- TASK 1 -
In the sonnet extract below, name every person mentioned in the paragraph that begins "Sir Thomas Wyatt and Henry Howard."
- TASK 2 -
Please turn the paragraph of the sonnet extract starting "William Shakespeare wrote poetry" into a short bulleted list that keeps its main facts.

- EXTRACT -
This poem is found in Gary Soto's collection titled Neighborhood Odes. The odes are celebrations of Mexican-American culture from the point of view of young people. Gary Soto's short stories and poems are found in many state adopted textbooks, so students may already be familiar with his work.
After analyzing Angelou and Soto's poems, students will begin their study of the sonnet. The word sonnet comes from the word sonneto, meaning "little song" in Italian. It refers to a form of poetry that became popular in 14 th century Italy. Francesco Petrarch, an Italian poet and humanist, popularized this form of poetry. A Petrarchan sonnet consists of fourteen lines divided into an octet, the first eight lines, and a sestet, the last six lines. The sestet begins with what is called a volta, or turn, which signifies a shift in the tone of the poem. The octet often poses a problem, while the sestet offers resolution. The rhyme scheme of a Petrarchan sonnet is ABBAABBA CDECDE.
Petrarch lived near Florence from 1304-1374 during the early Renaissance. He is often referred to as the "Father of Humanism." The term Humanism refers to the values arising during the Renaissance that came from a revival in the study of classical literature. He challenged the prevailing form of education and advocated a return to classical studies, asserting that they could exist alongside Christian spirituality. Petrarch was especially drawn to the Roman philosopher and rhetorician Cicero. His work emphasized self-awareness, human virtues, and secularism.
Sir Thomas Wyatt and Henry Howard, Earl of Surrey, brought this form of poetry to England in the early 16 th century. They translated Italian sonnets into English. Sir Philip Sidney's sonnet sequence Astrophil and Stella blazed the trail for sonnet sequences by others, including William Shakespeare, Edmund Spenser, and Samuel Daniel.
William Shakespeare wrote poetry and plays in the 16 th and 17 th centuries. Shakespeare's known works include thirty-seven plays and 154 sonnets. There is a lot of inconclusive speculation as to the identities of the intended readers. Like Petrarchan sonnets, Shakespearean sonnets also have fourteen lines. However, the form differs. In a Shakespearean sonnet, the rhyme scheme is ABAB CDCD EFEF GG. The turn in a Shakespearean sonnet is usually found at the beginning of the couplet. The sonnets are written in iambic pentameter, which means that each line has ten syllables broken down into 5 sets of stressed and unstressed syllables.

- SUPPLIED DATA -
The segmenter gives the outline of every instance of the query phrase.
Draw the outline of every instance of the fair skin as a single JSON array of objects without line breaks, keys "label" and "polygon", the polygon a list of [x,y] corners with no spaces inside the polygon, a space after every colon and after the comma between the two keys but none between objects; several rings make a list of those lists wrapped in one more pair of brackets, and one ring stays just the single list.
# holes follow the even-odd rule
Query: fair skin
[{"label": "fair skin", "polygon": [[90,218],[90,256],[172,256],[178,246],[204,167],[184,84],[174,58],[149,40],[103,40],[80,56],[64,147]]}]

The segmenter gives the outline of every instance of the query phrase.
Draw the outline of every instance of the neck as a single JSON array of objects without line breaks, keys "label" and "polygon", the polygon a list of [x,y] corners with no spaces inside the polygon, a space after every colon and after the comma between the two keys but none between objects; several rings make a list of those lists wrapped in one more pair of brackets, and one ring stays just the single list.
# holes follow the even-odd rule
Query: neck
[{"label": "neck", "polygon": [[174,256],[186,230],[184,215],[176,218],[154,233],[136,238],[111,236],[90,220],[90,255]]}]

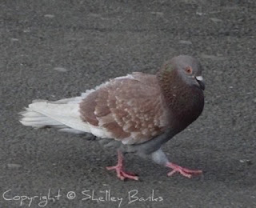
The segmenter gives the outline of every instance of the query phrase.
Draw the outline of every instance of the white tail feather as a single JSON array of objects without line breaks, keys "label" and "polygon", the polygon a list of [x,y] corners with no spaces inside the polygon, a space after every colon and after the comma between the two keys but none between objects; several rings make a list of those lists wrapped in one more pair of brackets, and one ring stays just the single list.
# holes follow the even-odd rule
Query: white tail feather
[{"label": "white tail feather", "polygon": [[19,121],[24,126],[34,128],[50,126],[75,134],[90,132],[88,124],[82,121],[79,114],[78,102],[82,98],[77,97],[56,102],[34,100],[20,113]]}]

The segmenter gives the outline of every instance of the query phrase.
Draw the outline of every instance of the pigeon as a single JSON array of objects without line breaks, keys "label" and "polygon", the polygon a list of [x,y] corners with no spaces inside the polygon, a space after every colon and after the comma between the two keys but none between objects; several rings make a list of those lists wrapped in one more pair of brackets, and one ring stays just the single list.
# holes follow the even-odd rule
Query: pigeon
[{"label": "pigeon", "polygon": [[179,55],[155,74],[134,72],[110,79],[81,96],[58,101],[34,100],[21,112],[20,122],[34,128],[90,133],[100,141],[119,144],[118,164],[107,166],[118,178],[138,180],[125,170],[126,153],[168,167],[168,176],[202,174],[168,160],[162,146],[195,121],[204,107],[205,84],[199,61]]}]

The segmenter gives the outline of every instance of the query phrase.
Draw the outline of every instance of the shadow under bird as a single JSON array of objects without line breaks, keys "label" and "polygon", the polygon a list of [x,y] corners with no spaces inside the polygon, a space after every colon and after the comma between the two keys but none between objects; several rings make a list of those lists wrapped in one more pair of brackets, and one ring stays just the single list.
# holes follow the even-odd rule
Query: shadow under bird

- EXERCISE RESPONSE 1 -
- Sir Thomas Wyatt
- Henry Howard, Earl of Surrey
- Sir Philip Sidney
- William Shakespeare
- Edmund Spenser
- Samuel Daniel

- EXERCISE RESPONSE 2 -
- Shakespeare wrote poetry and plays in the 16th and 17th centuries.
- His known works include 37 plays and 154 sonnets.
- There is a lot of inconclusive speculation about the identities of the intended readers.
- Like Petrarchan sonnets, Shakespearean sonnets have fourteen lines, but the form differs.
- Rhyme scheme: ABAB CDCD EFEF GG.
- The turn usually comes at the beginning of the couplet.
- The sonnets are in iambic pentameter: ten syllables per line, in five sets of stressed and unstressed syllables.